- Given information
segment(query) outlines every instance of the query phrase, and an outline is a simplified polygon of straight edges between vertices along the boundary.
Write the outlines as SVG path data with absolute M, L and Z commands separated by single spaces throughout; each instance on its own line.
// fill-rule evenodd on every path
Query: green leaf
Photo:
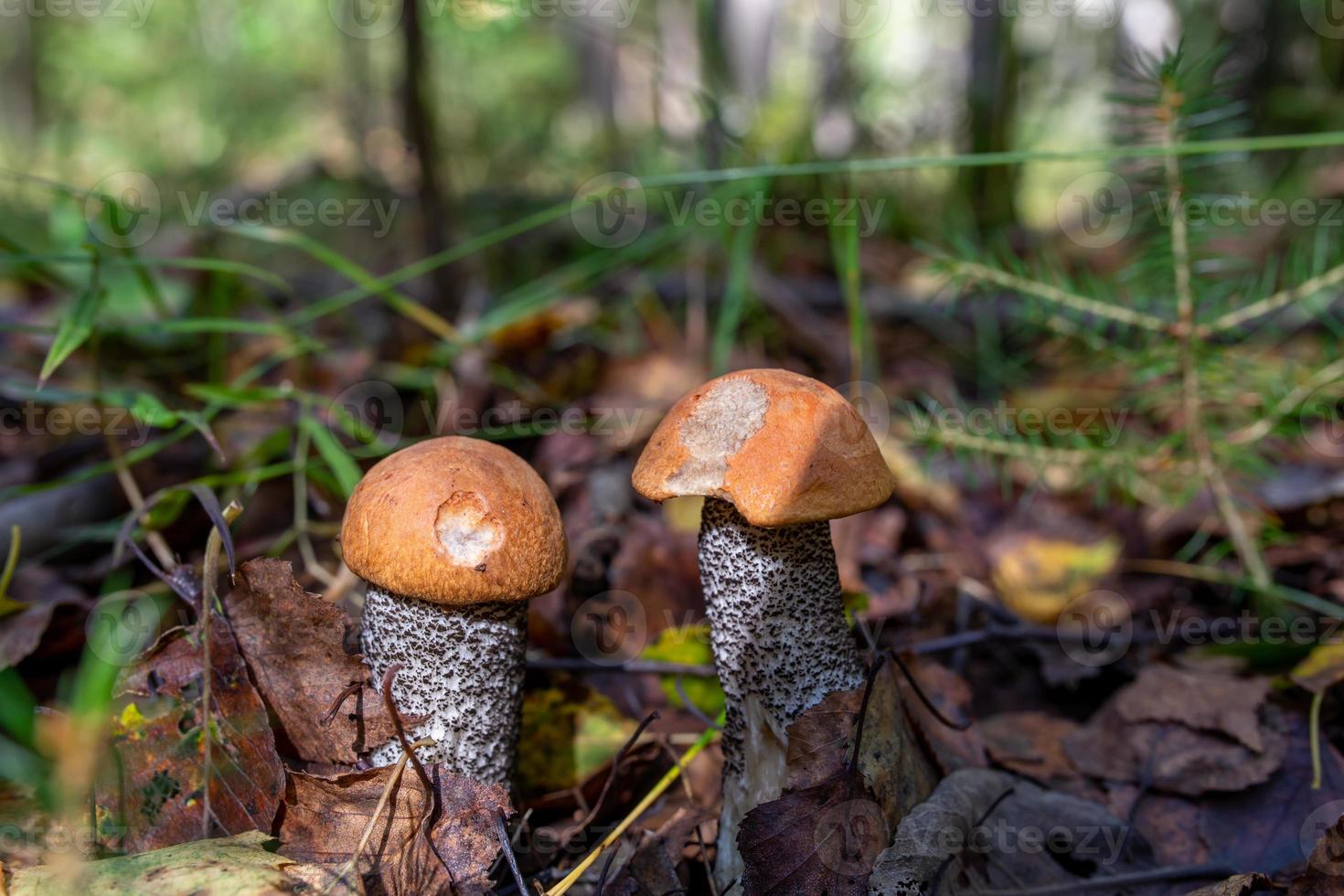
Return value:
M 321 455 L 323 461 L 331 469 L 336 481 L 340 484 L 341 492 L 344 492 L 348 498 L 355 486 L 359 485 L 363 473 L 359 469 L 359 463 L 355 458 L 349 455 L 336 437 L 332 435 L 331 430 L 321 424 L 317 418 L 305 416 L 301 422 L 304 430 L 308 433 L 309 438 L 313 439 L 313 445 L 317 446 L 317 454 Z
M 75 300 L 70 313 L 60 318 L 56 339 L 51 343 L 47 360 L 42 364 L 42 373 L 38 375 L 38 388 L 42 388 L 47 379 L 56 372 L 56 368 L 93 336 L 94 320 L 98 317 L 105 297 L 106 293 L 98 286 L 95 275 L 89 289 Z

- Exercise objective
Which lines of the material contain the string "every", matching case? Copy out each such line in full.

- Reply to the exercise
segment(query) outlines every instance of the query phrase, and an outline is a simplified polygon of straight edges between vertices along the boundary.
// fill-rule evenodd on every path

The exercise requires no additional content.